### GOAL OF THE EXERCISE
Please output only the lines that run from the line containing "car door handle" through the end of the material below, exactly.

(Entries from a pointing dataset)

══════════

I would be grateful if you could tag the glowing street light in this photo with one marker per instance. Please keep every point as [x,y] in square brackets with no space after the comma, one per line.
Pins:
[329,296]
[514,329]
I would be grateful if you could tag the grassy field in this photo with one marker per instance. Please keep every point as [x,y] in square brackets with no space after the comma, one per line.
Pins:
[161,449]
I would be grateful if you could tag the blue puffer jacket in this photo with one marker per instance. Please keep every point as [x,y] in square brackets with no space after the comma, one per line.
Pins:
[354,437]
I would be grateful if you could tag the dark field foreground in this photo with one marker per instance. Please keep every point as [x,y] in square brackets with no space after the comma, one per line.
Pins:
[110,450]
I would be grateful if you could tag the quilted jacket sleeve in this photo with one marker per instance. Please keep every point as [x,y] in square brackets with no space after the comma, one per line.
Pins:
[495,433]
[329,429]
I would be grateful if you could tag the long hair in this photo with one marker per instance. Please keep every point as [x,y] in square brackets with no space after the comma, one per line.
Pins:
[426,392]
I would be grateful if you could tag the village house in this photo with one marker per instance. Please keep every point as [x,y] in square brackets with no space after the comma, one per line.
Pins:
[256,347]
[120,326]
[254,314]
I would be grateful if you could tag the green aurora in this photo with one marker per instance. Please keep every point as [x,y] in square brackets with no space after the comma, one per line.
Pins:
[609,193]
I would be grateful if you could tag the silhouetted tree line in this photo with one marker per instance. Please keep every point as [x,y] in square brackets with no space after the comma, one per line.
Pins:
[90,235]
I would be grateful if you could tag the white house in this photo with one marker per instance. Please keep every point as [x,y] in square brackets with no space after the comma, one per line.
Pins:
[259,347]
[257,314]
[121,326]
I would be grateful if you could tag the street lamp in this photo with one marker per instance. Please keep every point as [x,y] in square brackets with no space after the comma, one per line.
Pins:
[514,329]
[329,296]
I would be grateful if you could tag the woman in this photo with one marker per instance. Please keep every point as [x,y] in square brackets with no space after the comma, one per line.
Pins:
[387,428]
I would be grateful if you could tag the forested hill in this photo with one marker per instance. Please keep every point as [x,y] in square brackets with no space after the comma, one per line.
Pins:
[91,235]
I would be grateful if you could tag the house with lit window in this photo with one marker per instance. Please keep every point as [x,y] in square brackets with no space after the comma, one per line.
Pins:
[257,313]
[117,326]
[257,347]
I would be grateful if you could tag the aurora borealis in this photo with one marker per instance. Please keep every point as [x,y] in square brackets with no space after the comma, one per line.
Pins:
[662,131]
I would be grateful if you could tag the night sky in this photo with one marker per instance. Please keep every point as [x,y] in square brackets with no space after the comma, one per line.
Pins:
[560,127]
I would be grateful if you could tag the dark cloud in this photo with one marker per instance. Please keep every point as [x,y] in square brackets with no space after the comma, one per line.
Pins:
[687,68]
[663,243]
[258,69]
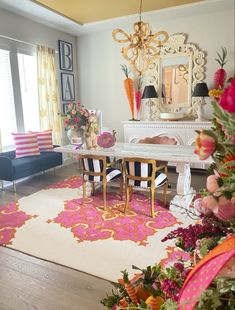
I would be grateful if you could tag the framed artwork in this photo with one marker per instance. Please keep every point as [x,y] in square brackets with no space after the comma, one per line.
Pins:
[65,108]
[65,55]
[67,87]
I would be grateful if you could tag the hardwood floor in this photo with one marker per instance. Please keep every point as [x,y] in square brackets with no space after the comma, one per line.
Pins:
[27,282]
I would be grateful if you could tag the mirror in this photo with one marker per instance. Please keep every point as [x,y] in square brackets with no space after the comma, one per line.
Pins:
[179,67]
[175,79]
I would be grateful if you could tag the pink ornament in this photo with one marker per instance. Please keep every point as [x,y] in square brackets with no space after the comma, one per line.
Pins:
[198,206]
[225,210]
[205,145]
[212,183]
[106,139]
[210,202]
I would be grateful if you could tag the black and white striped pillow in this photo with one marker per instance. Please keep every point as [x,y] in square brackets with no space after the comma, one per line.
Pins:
[144,170]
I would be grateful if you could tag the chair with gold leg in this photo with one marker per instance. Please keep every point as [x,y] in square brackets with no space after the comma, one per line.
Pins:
[144,173]
[95,170]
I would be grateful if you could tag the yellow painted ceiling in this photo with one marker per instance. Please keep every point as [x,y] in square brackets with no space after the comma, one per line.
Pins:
[88,11]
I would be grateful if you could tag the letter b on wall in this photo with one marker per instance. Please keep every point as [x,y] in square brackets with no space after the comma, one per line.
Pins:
[66,56]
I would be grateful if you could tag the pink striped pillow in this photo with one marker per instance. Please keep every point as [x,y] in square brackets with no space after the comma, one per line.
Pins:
[45,141]
[26,144]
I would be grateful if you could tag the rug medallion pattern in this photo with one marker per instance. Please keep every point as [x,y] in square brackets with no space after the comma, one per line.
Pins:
[88,221]
[11,217]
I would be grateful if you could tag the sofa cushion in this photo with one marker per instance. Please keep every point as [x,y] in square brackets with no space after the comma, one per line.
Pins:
[27,166]
[44,140]
[26,144]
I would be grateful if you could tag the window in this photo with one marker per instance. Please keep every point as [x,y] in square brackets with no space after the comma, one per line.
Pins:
[19,110]
[7,106]
[28,87]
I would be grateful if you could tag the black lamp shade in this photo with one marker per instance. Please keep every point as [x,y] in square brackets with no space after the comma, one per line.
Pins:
[200,90]
[149,92]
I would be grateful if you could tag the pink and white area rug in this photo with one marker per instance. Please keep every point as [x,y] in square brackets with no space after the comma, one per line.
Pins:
[58,225]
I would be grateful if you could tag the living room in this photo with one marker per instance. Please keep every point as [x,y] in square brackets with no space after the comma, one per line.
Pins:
[97,82]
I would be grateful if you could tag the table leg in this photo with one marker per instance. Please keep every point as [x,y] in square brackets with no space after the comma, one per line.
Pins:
[185,192]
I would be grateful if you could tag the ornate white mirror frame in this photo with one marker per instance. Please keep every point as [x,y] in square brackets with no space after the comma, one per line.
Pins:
[177,45]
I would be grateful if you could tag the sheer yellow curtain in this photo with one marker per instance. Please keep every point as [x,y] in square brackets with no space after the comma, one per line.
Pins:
[0,141]
[49,104]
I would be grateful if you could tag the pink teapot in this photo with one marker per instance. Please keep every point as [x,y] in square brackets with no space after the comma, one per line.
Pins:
[106,139]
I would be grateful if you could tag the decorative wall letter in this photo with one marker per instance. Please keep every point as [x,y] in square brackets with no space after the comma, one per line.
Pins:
[67,85]
[66,56]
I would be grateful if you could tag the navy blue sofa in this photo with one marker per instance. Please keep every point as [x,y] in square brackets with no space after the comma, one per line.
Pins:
[12,168]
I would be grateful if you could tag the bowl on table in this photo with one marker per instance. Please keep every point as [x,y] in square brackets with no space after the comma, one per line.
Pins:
[172,116]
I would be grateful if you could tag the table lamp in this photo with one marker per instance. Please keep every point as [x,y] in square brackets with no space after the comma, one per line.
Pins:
[200,90]
[150,93]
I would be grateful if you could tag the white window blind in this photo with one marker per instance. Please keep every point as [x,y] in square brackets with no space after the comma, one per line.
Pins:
[29,92]
[7,105]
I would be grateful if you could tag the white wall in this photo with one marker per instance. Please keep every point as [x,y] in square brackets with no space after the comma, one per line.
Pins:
[99,59]
[21,28]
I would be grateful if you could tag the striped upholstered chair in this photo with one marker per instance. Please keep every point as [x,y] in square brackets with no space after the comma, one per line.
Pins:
[97,169]
[144,173]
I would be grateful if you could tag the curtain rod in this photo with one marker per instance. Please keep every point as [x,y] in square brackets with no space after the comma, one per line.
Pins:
[20,41]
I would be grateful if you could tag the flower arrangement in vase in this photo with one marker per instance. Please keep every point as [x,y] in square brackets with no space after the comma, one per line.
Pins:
[75,122]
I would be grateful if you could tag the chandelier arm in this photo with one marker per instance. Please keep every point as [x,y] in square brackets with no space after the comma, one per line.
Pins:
[120,31]
[139,53]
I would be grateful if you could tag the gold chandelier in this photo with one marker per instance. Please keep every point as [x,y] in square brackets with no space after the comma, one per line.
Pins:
[143,47]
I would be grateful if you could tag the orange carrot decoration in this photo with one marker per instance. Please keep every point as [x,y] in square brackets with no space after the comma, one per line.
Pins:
[129,88]
[129,288]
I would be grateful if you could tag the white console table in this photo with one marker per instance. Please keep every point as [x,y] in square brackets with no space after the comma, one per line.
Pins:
[183,131]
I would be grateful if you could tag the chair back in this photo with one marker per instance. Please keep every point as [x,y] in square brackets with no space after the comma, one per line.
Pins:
[140,171]
[94,167]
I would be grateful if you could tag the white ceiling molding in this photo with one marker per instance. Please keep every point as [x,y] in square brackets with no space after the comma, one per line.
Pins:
[42,15]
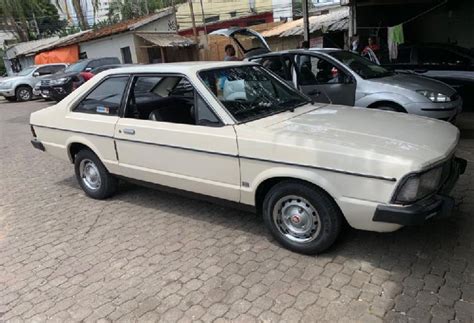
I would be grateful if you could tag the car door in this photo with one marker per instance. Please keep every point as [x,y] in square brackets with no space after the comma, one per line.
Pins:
[95,115]
[170,135]
[324,80]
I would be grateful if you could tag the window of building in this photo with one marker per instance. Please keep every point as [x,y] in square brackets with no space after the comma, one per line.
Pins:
[126,55]
[168,99]
[104,99]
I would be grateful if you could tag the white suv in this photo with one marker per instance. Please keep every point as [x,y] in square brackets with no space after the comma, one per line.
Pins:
[20,87]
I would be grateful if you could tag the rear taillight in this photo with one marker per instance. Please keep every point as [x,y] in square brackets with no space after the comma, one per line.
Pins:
[33,131]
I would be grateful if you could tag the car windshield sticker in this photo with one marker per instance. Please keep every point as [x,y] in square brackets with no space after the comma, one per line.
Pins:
[101,109]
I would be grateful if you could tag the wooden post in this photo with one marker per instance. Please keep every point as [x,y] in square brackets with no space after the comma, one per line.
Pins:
[305,20]
[163,59]
[193,20]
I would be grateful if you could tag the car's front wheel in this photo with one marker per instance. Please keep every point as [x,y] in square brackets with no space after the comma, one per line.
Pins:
[23,93]
[92,175]
[303,218]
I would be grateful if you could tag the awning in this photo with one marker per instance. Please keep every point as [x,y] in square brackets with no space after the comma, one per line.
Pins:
[335,20]
[166,39]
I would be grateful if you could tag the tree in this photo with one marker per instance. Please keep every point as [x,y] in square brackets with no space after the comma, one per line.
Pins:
[30,19]
[128,9]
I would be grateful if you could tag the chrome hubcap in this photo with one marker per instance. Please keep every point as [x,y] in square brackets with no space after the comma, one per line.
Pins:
[24,94]
[296,219]
[89,174]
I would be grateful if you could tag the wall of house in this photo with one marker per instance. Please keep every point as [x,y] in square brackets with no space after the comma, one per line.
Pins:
[110,46]
[450,23]
[164,24]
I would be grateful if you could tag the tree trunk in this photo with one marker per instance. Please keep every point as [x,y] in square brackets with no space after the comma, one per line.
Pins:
[80,15]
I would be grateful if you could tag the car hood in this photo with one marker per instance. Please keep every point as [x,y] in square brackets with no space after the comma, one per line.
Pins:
[415,82]
[61,75]
[361,140]
[12,78]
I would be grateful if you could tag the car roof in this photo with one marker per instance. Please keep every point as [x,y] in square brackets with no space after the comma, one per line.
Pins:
[299,51]
[180,68]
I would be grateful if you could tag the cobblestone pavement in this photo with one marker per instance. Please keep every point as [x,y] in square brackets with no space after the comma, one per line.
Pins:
[146,255]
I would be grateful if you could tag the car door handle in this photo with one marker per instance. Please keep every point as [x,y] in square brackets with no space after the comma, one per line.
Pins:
[129,131]
[314,92]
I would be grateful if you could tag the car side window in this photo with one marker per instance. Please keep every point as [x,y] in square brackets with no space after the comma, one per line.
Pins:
[105,98]
[278,66]
[170,99]
[313,70]
[45,70]
[57,68]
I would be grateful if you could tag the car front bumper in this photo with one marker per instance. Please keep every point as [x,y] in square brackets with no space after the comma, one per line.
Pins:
[437,206]
[444,111]
[7,92]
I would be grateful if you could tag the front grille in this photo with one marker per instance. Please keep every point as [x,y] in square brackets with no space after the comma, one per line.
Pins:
[455,97]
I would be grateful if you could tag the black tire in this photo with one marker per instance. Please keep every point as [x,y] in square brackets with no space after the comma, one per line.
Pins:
[325,221]
[23,93]
[107,183]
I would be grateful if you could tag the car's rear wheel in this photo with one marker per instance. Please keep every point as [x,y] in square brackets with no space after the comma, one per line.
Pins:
[23,93]
[302,217]
[92,175]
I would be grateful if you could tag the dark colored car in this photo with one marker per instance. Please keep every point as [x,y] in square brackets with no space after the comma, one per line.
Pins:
[450,64]
[62,84]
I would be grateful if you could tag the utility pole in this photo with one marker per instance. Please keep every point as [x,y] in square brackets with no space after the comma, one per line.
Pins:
[193,20]
[204,23]
[305,20]
[35,22]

══════════

### RESPONSE TO THIS TASK
I would be grateful if you could tag the car door handle in this photo with one marker per instance. Please keep every point as [x,y] in square brackets with no space after the comma, one per line.
Pins:
[129,131]
[314,92]
I would be grateful if you could tag the car side window in this photo with one marker per instance. Please keep every point as [x,y] in square brackets with no space after the comma, one per line.
Pins:
[105,98]
[278,66]
[170,99]
[313,70]
[45,70]
[57,68]
I would be grateful if you could tag the car front bumper in this photo with one marker per instance. Please keep every point as [x,y] in square brackets with no space after the comma, one per line.
Pins:
[437,206]
[444,111]
[7,92]
I would be grateful if you could tag the front grille in this photo with one marker per instance. Please keep every point as [x,y] in square brackets with no space after the comma, one per line.
Pins:
[455,97]
I would be grateful if you could tag the black tire in this photo with one marker per instance. Please keep every point as [x,y] in square brackets with no space after the comma, one per line.
Pins:
[325,221]
[23,93]
[107,183]
I would be grateful if you could tag the car's rear wheel in this photo with one marker per instance. Please keep every point as [x,y] in square brackets with no space after the comma, one per line.
Pins:
[23,93]
[302,217]
[92,175]
I would be grateful if you could tag the dark colored car in this photo with one marker per instance. Please keep every point as [x,y] in square brackets with no space after the comma, one per line.
Pins:
[450,64]
[62,84]
I would be grateful if you could tag the utility pole in this photo with one marker per instance. Please keep every point as [x,y] in square brackets with no space after the comma, one per line.
Pins:
[193,20]
[204,23]
[305,20]
[35,22]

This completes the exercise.